→ **To be done**
Please return the stretch from "Note that this" through "in basic Algebra)" in the forum thread on finding a permutation from its lexicographic index, copied word for word.

→ **Given text**
--------------------------------

Algorithm for finding n-2 permutation (with repeats) given lexicographic index

The permutation with a given rank from a set of n numbers can be calculated by converting the rank to a base-n number, and interpreting its digits as 0-based indexes:

set: [1,2,3,4]
0-based rank: 9
9 in base-4: 21
0-based indexes: [2,1]
permutation: [3,2]

set: [a,b,c,d,e]
0-based rank: 64
64 in base-5: 224
0-based indexes: [2,2,4]
permutation: [c,c,e]

Something like this should do the trick, where set is an array of int containing n numbers, and perm is an array of int large enough to hold n-2 numbers:

void permutation(int *set, int n, int rank, int *perm) {
    for (int k = n - 2; k > 0; --k) {
        perm[k - 1] = set[rank % n];
        rank /= n;
    }
}

(The above code assumes valid input)

This is not a programming problem but more about understanding. A Prufer sequency it's a serie or linear application used to label each posible permutation of a set of numbers, beign each identification unique; so, you can define your Prufer sequency for [a0, a1, a2, ..., an-1] as, for example

S = [a0,a1, ..., an-1], S in N

S -Prufer-> S x S

0 --------> [a0, a0]
1 --------> [a0, a1]
      ...
n-1 ------> [a0, an-1]
n --------> [a1, a0]
n+1 ------> [a1, a1]
      ...
2n-1 -----> [a1, an-1]
2n -------> [a2, a0]
2n+1 -----> [a2, a1]

and so on... Then, in a general way, you can just determine permutation with index i as

P(i) = [a_sub_(i/n), a_sub(i modulus n)].

Note that this Prufer serie as example it's just a trivial one: you can define your own, keeping in mind that it must always identify the whole permutation set and as well make each identification unique (that is, a biyective linear application in basic Algebra)

Here's some JavaScript code for m69's idea:

function f(rank, arr){
  var n = arr.length,
      res = new Array(n - 2).fill(arr[0]),
      i = n - 3;
 
  while (rank){
    res[i--] = arr[rank % n];
    rank = Math.floor(rank / n); 
  }
  
  return res;
}

console.log(f(64, ['a','b','c','d','e']));

--------------------------------

→ **Supplied records**
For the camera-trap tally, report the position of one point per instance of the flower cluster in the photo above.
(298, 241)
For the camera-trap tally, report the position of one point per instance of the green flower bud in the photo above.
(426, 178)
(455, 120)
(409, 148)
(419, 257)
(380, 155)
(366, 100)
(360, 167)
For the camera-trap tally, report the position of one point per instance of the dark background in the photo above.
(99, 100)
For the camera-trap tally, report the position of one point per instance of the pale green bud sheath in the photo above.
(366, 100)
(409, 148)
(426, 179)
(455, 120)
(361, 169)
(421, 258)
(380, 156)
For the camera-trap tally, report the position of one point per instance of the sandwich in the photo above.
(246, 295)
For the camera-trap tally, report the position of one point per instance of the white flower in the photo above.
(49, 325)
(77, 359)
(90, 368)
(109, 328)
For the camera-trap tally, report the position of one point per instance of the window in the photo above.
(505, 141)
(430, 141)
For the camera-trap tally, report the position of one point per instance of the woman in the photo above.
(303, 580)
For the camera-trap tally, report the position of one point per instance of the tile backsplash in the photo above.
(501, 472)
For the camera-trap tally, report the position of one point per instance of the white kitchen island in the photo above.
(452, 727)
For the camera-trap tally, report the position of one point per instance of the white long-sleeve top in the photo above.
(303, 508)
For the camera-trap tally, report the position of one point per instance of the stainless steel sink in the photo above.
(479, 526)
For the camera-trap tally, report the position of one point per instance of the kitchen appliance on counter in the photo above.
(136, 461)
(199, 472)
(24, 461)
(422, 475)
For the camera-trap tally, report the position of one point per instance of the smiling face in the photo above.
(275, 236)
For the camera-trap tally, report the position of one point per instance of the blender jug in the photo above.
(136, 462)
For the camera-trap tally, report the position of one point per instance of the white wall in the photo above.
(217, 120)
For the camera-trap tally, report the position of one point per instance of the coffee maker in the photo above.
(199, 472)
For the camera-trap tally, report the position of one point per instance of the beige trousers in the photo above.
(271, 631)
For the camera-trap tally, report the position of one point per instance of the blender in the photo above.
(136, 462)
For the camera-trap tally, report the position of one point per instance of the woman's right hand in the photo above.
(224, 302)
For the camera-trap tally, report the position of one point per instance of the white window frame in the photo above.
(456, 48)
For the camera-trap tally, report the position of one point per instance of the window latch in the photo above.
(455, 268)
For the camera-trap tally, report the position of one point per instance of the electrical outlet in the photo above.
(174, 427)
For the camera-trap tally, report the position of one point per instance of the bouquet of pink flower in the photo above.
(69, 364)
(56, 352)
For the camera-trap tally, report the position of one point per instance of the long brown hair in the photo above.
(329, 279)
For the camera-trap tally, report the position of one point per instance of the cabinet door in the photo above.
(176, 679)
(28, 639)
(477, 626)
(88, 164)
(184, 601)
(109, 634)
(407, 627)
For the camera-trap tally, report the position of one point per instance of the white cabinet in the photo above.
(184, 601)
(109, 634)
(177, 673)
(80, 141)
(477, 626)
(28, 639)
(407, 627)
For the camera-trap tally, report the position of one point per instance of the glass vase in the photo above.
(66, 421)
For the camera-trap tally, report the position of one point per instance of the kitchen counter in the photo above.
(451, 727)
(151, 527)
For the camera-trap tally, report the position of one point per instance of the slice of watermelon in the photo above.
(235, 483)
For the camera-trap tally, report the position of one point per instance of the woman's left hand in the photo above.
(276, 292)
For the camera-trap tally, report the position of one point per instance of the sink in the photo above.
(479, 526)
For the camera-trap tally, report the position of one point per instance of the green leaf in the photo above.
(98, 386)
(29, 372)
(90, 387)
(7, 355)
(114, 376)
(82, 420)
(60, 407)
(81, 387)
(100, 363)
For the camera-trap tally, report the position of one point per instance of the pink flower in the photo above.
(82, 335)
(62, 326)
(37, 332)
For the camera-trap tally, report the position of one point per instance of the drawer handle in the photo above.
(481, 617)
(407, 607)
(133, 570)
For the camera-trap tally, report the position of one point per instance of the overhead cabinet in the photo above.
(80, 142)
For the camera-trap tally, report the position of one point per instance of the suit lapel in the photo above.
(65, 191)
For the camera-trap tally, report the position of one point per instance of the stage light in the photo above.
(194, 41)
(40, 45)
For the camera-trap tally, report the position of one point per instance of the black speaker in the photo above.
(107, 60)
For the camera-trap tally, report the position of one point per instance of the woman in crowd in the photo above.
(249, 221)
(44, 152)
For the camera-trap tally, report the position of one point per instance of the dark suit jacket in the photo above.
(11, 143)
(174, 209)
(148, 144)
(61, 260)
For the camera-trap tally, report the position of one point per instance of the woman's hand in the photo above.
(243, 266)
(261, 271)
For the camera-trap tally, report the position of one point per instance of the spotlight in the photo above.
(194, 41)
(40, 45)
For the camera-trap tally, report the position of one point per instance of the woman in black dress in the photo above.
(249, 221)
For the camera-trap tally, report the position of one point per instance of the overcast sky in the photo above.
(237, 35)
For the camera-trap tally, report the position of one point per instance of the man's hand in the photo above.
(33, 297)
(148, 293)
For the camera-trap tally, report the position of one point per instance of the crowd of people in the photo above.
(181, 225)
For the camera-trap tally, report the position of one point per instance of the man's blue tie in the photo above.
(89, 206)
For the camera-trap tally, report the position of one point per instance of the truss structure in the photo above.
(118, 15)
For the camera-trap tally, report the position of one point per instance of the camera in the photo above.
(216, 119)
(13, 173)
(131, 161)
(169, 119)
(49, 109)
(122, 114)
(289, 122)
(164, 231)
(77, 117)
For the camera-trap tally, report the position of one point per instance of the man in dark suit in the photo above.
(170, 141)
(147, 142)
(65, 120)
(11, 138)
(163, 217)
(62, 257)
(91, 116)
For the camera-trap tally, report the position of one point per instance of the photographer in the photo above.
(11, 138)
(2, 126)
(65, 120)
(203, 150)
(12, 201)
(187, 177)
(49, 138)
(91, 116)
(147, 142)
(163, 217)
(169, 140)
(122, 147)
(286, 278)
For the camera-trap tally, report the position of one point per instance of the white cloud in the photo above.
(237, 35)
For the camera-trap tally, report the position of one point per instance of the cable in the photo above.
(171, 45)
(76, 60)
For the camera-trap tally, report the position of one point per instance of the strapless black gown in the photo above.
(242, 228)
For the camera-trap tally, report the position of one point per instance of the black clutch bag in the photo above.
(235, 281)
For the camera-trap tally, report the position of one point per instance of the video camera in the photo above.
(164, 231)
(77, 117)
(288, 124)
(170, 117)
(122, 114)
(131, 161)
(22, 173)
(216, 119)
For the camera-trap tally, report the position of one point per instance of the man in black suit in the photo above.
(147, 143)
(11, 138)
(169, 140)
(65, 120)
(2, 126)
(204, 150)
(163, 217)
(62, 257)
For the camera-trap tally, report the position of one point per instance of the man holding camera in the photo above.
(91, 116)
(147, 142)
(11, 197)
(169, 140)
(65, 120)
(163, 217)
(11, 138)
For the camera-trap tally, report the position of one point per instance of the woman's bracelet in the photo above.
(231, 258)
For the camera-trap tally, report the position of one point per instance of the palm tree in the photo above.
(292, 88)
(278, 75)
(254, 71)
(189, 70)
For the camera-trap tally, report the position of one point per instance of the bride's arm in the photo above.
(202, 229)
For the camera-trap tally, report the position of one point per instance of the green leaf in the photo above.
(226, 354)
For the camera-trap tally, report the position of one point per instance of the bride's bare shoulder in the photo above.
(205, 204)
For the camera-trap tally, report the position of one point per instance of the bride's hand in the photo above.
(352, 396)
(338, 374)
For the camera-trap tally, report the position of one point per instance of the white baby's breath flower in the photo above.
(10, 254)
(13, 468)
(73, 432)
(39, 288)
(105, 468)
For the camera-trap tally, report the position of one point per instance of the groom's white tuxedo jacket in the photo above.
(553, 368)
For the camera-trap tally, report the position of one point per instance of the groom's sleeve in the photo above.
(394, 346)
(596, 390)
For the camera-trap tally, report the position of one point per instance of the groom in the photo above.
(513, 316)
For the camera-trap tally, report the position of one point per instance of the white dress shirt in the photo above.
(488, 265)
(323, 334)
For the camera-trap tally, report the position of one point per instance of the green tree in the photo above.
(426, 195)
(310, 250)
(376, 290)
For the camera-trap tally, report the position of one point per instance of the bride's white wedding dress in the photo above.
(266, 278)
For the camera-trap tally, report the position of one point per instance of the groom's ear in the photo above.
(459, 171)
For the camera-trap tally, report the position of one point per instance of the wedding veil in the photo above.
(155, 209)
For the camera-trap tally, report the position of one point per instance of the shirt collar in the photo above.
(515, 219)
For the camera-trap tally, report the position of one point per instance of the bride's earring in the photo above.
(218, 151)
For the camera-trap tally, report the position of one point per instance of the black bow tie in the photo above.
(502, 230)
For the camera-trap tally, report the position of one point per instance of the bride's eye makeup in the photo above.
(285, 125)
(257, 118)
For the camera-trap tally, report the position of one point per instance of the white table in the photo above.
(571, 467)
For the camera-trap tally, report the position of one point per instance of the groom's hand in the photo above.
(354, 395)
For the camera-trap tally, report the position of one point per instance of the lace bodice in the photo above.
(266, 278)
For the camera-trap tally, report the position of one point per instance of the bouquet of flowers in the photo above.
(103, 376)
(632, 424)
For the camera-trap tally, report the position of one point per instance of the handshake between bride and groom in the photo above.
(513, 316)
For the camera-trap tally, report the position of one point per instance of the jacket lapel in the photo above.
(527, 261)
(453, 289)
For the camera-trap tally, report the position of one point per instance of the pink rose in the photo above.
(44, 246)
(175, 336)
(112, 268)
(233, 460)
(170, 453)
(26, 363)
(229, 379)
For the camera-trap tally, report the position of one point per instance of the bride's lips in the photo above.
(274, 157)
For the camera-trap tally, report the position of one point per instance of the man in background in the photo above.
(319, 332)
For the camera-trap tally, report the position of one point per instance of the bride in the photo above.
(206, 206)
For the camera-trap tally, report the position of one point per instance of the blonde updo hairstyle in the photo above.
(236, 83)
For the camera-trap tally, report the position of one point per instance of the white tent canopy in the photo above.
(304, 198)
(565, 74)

--------------------------------

→ **Result**
Note that this Prufer serie as example it's just a trivial one: you can define your own, keeping in mind that it must always identify the whole permutation set and as well make each identification unique (that is, a biyective linear application in basic Algebra)